▶ INSTRUCCIONES DE TRABAJO:
[1] Según el texto sobre la enseñanza, ¿cuál es el primer requisito de un buen profesor?
[2] Reproduce del texto sobre la enseñanza el pasaje que empieza en "Actualmente, en los" y termina en "a nosotros mismos.".
[3] Prosigue el texto sobre la enseñanza a partir de su última oración.

▶ FRAGMENTO DE LA PÁGINA:
==============================

Actualmente, en los
sectores educativos, es prioritario innovar. Por supuesto se trata de algo de
gran interés, pero que no sea acosta de perder las raíces o el norte de la
enseñanza.
Los ojos no están hechos
para verse a sí mismos; ni siquiera la inteligencia tiene como fin prioritario entenderse
a sí misma. Hemos nacido para conocer la verdad de las cosas del mundo,
especialmente la de las personas, y precisamente por esto somos también capaces
de irnos conociendo a nosotros mismos.
Un primer requisito de un
buen profesor es que sepa todo lo posible de lo que está enseñando. Cuando
alguien sabe mucho de algo suele resultar interesante. Por supuesto, habrá que
tener en cuenta una buena metodología pedagógica, el uso de tecnologías y el
afán de que los estudiantes adquieran las competencias adecuadas. Pero no se
pueden ningunear el valor de los contenidos, hasta el punto de casi olvidarlos
del discurso y proyecto de mejora educativa. Algunos parecen pensar que
aprender contenidos es simplemente embotellar datos que hay que soltar
maquinalmente en un examen. Es cierto que en ocasiones se ha abusado en este
sentido, pero quisiera decir algo al respecto: Cuando un alumno estudia un
contenido lo hace de un modo personal, lo interioriza de un modo propio y
libre, con más o menos ganas. Los contenidos se convierten en algo personal
cuando se estudian. El hecho de que los datos estén en google o en la IA
-habría que ver con qué fiabilidad-, es compatible con el gran valor del
conocimiento personal de diversos aspectos de la realidad.
Hirsch, en su famoso
libro “La escuela que necesitamos”, desarrolla el concepto de “capital
intelectual”. Lo explicaremos con un ejemplo: si hablo a mis alumnos de la
princesa del Nilo, es muy importante que sepan que el Nilo es un río de Egipto.

==============================

▶ MATERIAL PROPORCIONADO:
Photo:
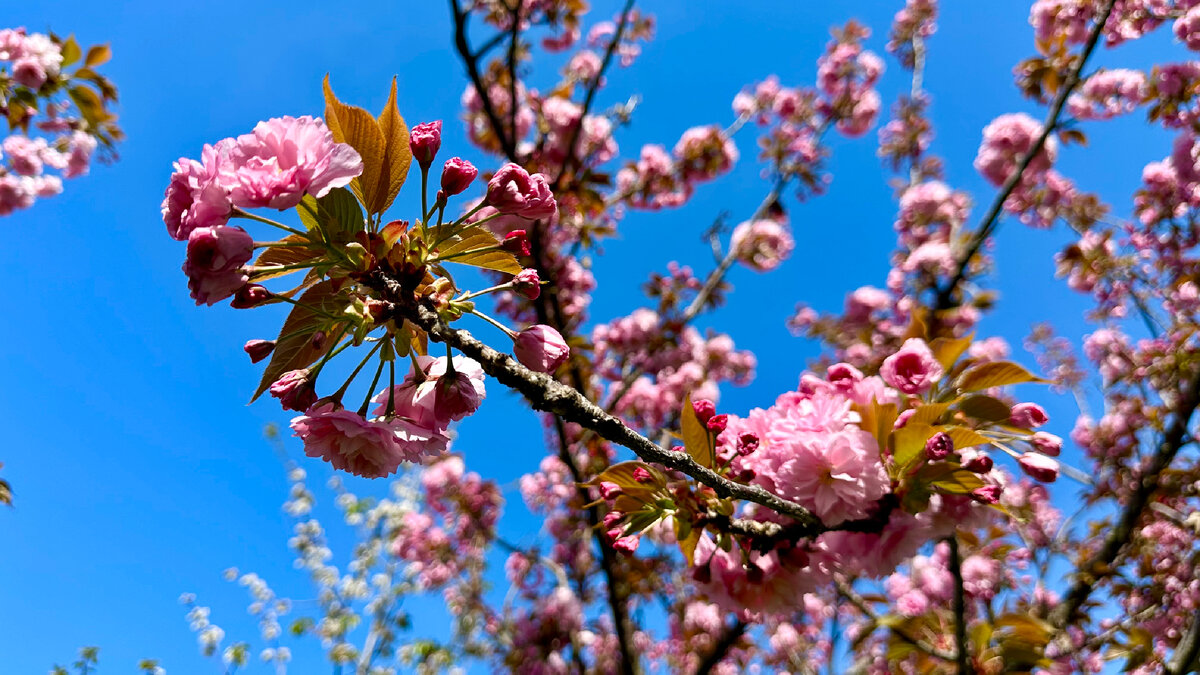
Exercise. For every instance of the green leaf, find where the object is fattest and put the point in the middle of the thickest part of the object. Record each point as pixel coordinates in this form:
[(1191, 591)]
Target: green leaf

==============================

▶ RESPUESTAS:
[1] Que sepa todo lo posible de lo que está enseñando.

[2]
Actualmente, en los
sectores educativos, es prioritario innovar. Por supuesto se trata de algo de
gran interés, pero que no sea acosta de perder las raíces o el norte de la
enseñanza.
Los ojos no están hechos
para verse a sí mismos; ni siquiera la inteligencia tiene como fin prioritario entenderse
a sí misma. Hemos nacido para conocer la verdad de las cosas del mundo,
especialmente la de las personas, y precisamente por esto somos también capaces
de irnos conociendo a nosotros mismos.

[3]
Un conocimiento es un puente hacia otro. En la película “El milagro de Ana
Sullivan” una profesora intenta enseñarle un lenguaje de sordomudos a Helen,
una chica que no puede ver, ni oír, ni hablar. En un momento determinado, Ana
le dice a Helen: “sé que con una palabra pondría el mundo en tus manos”. En
esta película, que relata un caso sucedido en la realidad, Helen entiende por
fin que el lenguaje simbólico de las manos en una determinada posición
significa agua. Cuando se da cuenta de esto, despierta al desarrollo de su vida
racional y empieza a preguntar por todo lo que le rodea con un hambre de
conocimiento inaudita, pues ha encontrado la llave de entrada para poder
nombrar y expresar lo que significan las cosas. Ana era una profesora con un
gran corazón, pero muy exigente. Helen era una niña caprichosa y consentida. El
proceso de aprendizaje fue muy duro, y profesora y alumna tuvieron momentos
difíciles. Al final de la película, Helen hace algo insólito: se acerca a Ana y
le da un beso de agradecimiento en el rostro por todo lo que su profesora le ha
enseñado. Ahora, porque entiende, Helen es capaz de querer.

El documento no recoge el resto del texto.